Return every line of the data below that contains the string "white".

— begin The input —

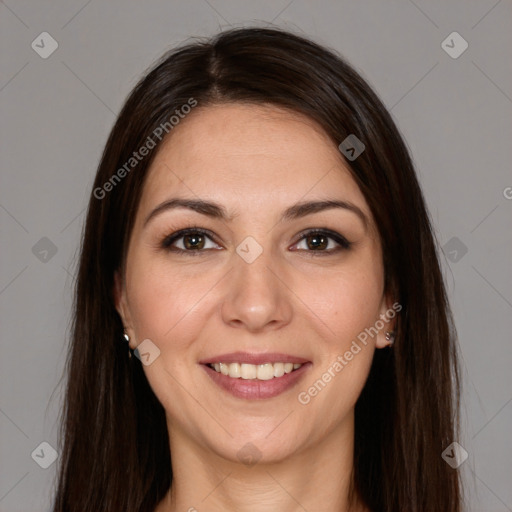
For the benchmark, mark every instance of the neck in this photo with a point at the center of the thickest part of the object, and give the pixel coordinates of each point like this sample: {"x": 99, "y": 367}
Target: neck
{"x": 317, "y": 477}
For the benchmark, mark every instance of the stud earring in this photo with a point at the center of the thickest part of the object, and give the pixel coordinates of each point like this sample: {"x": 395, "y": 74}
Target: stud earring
{"x": 127, "y": 338}
{"x": 390, "y": 336}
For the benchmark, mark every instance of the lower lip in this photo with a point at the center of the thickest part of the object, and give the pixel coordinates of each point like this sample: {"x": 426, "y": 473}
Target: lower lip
{"x": 253, "y": 389}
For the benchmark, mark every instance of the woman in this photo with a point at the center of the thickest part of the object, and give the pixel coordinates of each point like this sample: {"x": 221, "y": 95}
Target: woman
{"x": 257, "y": 235}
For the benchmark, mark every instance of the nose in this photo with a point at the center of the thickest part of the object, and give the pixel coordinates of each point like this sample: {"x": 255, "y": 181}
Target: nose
{"x": 258, "y": 298}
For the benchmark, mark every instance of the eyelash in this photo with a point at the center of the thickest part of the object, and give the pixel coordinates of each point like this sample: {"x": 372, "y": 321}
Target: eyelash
{"x": 343, "y": 243}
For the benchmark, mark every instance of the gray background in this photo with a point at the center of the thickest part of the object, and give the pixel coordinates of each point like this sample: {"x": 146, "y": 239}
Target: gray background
{"x": 455, "y": 114}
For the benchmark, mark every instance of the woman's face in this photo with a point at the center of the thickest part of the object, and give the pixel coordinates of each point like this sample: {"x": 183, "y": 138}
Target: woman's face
{"x": 250, "y": 288}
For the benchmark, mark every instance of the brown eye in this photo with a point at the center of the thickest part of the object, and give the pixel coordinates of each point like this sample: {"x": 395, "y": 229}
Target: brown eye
{"x": 192, "y": 241}
{"x": 323, "y": 242}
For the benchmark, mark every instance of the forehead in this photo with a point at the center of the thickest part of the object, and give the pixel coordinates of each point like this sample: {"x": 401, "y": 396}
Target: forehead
{"x": 244, "y": 156}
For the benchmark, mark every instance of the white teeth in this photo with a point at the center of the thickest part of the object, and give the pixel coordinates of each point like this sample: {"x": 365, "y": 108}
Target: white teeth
{"x": 235, "y": 371}
{"x": 246, "y": 371}
{"x": 278, "y": 369}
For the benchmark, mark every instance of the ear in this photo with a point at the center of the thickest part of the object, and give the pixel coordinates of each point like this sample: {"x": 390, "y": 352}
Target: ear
{"x": 387, "y": 316}
{"x": 122, "y": 307}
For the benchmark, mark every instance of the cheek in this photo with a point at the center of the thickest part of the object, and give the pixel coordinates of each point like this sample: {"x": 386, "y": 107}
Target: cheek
{"x": 347, "y": 302}
{"x": 164, "y": 302}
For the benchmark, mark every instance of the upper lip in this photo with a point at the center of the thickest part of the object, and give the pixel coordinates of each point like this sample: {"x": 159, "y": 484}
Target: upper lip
{"x": 254, "y": 358}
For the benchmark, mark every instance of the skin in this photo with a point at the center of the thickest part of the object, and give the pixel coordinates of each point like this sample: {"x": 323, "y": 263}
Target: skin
{"x": 256, "y": 161}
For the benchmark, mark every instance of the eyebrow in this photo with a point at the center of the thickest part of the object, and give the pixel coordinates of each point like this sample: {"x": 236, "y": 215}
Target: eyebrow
{"x": 217, "y": 211}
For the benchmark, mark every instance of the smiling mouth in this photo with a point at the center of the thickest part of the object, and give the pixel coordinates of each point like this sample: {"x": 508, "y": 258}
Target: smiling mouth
{"x": 266, "y": 371}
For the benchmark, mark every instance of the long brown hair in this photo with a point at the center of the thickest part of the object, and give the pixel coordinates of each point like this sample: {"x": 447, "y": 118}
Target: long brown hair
{"x": 115, "y": 452}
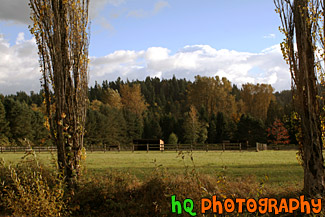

— end The input —

Written answer:
For the benchmark, mark every instance of the white teeth in this photo with a point at the center of the thickest part of the object, and give the pixel coordinates of each point like this sample: {"x": 365, "y": 108}
Target: white teeth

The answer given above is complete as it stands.